§ Enunciado 1: No texto sobre o Projeto Crioulo, quantas toneladas de milho vermelho Lucas chegou a comercializar?
§ Enunciado 2: Por favor, traduza para o inglês esta frase do texto sobre o Projeto Crioulo: "Novamente, ele ficou curioso e decidiu plantar."
§ Enunciado 3: Dê sequência ao texto sobre o Projeto Crioulo a partir do último parágrafo apresentado.

De uma simples curiosidade pela variedade crioula de milho, nasceu um projeto que tem contaminado produtores rurais e chefs de grandes restaurantes do país e ainda aberto as portas para a produção, em larga escala, dessa cultura ancestral que, literalmente, tem raízes no México. É o Projeto Crioulo, idealizado pelo engenheiro agrônomo mineiro, Lucas Souza, de 40 anos.
Dono da fazenda Vista Alegre, na região de Capim Branco e de uma empresa de venda e produção de hortaliças orgânicas - a Vista Alegre Orgânicos - Lucas conta que a primeira variedade de milho crioulo com a qual teve contato, foi um milho preto, presente de um agricultor vizinho, a seu sócio, Marcone. “Gostava de mostrar para as visitas, dava de presente para os amigos e, eventualmente, usava no preparo de algum prato em casa”.
Até que, em 2016, ele ganhou de um outro vizinho, dois quilos de sementes de uma outra variedade de milho: o vermelho. Novamente, ele ficou curioso e decidiu plantar. A produtividade surpreendeu a todos, com espigas muito maiores e bem formadas. Ele colheu, fez a seleção, replantou e chegou a comercializar 30 toneladas, na ocasião.
Cada vez mais empolgado, Lucas adquiriu um moinho de pedra e começou a fazer fubá para consumo próprio. O resultado foi um produto fino e muito saboroso. ”Percebemos que tínhamos em mãos um produto diferenciado. Voltamos a ter o bolo de fubá que a gente comia antigamente com sabor intenso de milho”.

§ Dados fornecidos:
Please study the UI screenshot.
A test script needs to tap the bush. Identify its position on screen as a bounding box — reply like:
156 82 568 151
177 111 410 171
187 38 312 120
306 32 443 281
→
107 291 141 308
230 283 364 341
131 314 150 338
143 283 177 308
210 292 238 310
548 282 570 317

§ Resposta 1: 30 toneladas.

§ Resposta 2: Once again, he became curious and decided to plant.

§ Resposta 3:
Foi exatamente essa memória afetiva dos tempos em que era menino na mesma fazenda que pertence à sua família há 42 anos, que Lucas teve o insight para começar a produzir o milho vermelho numa escala maior. Sua ideia era que produtos finalizados, nutritivos e livres de agrotóxicos, chegassem à mesa das pessoas. “Cheguei num ponto que queria ir além da mera multiplicação das sementes”, explicou.
Fubá
O fubá foi o primeiro produto que Lucas, com a ajuda de seus cinco irmãos, começou a trabalhar. Nessa caminhada, encontrou outras pessoas que foram fundamentais. A designer Anna Guasti, que tem uma agência que conecta pequenos agricultores e chefs renomados, foi uma delas.
Aula-show
“Ela era minha cliente dos hortifruti orgânicos. Conversando, descobrimos que podíamos unir forças”. Foi a Ana quem o ajudou a organizar uma aula-show em São Paulo, na Escola de Gastronomia Wilma Covezi, para apresentar o projeto Crioulo a chefs e jornalistas especializados em gastronomia.
Na ocasião, os proprietários e chefs do restaurante mexicano Metzi fizeram demonstrações de como o milho poderia ser usado na culinária mexicana, com direito ao preparo ao vivo de deliciosas tortilhas de milho. O evento teve ainda bolo de fubá, da chef Bel Coelho; chocolate com milho, da Kalapa Chocolate, de BH, e uma bebida fermentada de milho, feita pela Cia dos Fermentados.
Deu certo. Hoje, muitos cozinheiros famosos e donos dos estabelecimentos presentes nesse evento são parceiros do projeto Crioulo como, por exemplo, a Casa do Porco, considerado o melhor restaurante do país, o próprio Metzi; o restaurante Pacato, de BH; o Mocotó, de SP e o Dalva e Dito, do conhecido chef Alex Atala.
Parceria com a Embrapa
Há um ano, Lucas também firmou parceria com a Embrapa Milho e Sorgo, de Sete Lagoas. Um grupo de pesquisadores tem acompanhado o desenvolvimento econômico das variedades crioula e o cultivo propriamente dito, testando diferentes técnicas de manejo.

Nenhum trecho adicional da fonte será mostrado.